* _Material for this exercise_
-- begin --
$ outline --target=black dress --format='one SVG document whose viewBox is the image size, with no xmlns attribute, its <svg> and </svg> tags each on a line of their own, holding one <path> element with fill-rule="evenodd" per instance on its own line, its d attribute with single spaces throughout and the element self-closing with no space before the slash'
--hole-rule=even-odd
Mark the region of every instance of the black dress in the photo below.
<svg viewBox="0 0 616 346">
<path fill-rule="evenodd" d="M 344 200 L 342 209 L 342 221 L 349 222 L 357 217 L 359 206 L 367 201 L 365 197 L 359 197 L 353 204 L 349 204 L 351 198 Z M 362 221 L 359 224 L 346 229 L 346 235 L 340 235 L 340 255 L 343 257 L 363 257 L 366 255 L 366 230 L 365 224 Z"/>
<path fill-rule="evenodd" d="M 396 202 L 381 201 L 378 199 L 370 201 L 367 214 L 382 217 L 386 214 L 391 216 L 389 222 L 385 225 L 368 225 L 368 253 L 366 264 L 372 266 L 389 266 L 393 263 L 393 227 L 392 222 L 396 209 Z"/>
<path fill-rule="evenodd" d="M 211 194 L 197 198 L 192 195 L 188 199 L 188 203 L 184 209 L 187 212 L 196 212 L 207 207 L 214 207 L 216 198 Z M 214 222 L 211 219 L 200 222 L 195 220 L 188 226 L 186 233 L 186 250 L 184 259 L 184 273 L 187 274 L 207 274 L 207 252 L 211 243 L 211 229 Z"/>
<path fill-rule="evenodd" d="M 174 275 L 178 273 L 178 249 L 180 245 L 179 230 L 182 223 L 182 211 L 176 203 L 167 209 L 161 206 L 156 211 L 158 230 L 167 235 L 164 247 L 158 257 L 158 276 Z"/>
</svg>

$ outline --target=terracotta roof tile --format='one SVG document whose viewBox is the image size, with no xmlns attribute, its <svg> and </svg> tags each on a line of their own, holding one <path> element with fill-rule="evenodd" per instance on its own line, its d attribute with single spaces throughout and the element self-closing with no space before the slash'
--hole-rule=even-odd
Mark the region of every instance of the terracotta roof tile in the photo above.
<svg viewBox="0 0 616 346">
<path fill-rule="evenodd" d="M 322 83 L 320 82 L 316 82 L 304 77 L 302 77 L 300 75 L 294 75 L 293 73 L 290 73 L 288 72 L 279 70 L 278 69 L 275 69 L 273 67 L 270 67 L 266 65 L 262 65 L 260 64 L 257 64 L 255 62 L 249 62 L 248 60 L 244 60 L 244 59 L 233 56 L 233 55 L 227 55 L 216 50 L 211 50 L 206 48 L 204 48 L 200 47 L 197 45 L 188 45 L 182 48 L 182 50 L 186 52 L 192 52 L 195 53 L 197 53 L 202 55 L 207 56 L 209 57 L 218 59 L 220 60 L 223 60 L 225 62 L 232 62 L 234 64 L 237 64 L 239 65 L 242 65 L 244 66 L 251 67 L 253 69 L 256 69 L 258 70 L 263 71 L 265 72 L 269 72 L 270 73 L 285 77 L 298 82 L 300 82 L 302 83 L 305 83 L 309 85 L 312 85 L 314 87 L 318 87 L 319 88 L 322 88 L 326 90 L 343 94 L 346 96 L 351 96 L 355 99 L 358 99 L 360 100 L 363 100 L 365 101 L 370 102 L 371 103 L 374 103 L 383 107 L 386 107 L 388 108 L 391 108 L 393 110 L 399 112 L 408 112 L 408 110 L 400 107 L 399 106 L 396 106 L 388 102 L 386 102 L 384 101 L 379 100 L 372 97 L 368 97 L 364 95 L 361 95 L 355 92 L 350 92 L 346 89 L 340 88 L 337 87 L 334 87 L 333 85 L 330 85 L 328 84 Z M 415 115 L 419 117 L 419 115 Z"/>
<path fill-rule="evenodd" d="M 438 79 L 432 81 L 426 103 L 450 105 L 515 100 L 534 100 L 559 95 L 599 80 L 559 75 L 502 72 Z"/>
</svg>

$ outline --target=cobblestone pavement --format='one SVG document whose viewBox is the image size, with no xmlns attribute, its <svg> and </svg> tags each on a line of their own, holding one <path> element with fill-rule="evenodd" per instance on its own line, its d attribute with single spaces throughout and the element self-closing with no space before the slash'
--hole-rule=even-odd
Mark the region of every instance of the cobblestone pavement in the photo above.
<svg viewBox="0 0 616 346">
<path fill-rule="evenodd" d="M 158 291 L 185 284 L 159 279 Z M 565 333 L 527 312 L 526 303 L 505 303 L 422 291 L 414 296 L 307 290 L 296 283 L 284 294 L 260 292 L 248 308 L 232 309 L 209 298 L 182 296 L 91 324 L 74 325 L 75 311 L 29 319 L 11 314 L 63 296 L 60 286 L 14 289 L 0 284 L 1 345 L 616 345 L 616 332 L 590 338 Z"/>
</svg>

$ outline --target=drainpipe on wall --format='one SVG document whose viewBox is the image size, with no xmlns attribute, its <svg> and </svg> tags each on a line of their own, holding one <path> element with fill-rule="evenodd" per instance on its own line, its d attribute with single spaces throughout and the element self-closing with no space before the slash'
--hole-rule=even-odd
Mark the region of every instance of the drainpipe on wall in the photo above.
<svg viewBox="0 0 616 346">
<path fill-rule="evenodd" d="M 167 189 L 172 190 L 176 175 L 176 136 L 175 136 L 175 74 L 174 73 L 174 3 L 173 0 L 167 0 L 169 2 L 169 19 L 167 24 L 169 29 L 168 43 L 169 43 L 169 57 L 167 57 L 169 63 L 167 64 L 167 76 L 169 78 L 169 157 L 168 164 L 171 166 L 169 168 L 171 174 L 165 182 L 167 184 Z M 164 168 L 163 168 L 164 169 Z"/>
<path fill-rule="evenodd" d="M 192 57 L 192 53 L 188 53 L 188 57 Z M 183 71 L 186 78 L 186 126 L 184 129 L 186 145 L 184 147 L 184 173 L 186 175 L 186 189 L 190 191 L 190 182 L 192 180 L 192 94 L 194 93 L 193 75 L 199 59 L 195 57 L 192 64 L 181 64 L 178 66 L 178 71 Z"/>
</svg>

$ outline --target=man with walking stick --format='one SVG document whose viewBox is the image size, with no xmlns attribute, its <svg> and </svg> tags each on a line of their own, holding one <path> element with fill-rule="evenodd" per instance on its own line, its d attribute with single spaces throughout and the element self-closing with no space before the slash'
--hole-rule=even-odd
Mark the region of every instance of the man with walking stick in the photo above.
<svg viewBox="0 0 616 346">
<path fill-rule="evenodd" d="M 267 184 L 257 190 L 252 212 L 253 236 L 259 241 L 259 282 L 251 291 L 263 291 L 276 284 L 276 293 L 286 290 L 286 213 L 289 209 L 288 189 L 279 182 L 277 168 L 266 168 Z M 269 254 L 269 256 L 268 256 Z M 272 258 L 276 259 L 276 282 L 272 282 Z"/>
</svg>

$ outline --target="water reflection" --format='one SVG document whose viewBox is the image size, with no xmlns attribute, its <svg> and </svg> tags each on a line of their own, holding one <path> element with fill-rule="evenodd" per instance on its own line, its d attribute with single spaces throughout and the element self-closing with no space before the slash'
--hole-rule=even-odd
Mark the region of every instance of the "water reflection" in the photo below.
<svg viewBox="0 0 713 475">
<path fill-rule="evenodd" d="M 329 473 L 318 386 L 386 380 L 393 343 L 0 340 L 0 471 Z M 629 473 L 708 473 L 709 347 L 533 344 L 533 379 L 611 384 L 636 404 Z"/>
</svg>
-- end --
* _Aim of the task_
Pull out every line in the material above that contains the string "wall". Case counts when matching.

* _Completed exercise_
$ outline --target=drainpipe on wall --format='one SVG document whose viewBox is the image size, with no xmlns attribute, its <svg> and </svg> tags each on a line of their own, holding one <path> element with fill-rule="evenodd" per instance on its own line, its d attribute with single spaces throughout and the element self-closing with no space before the slash'
Mark the region of every instance of the drainpipe on wall in the photo above.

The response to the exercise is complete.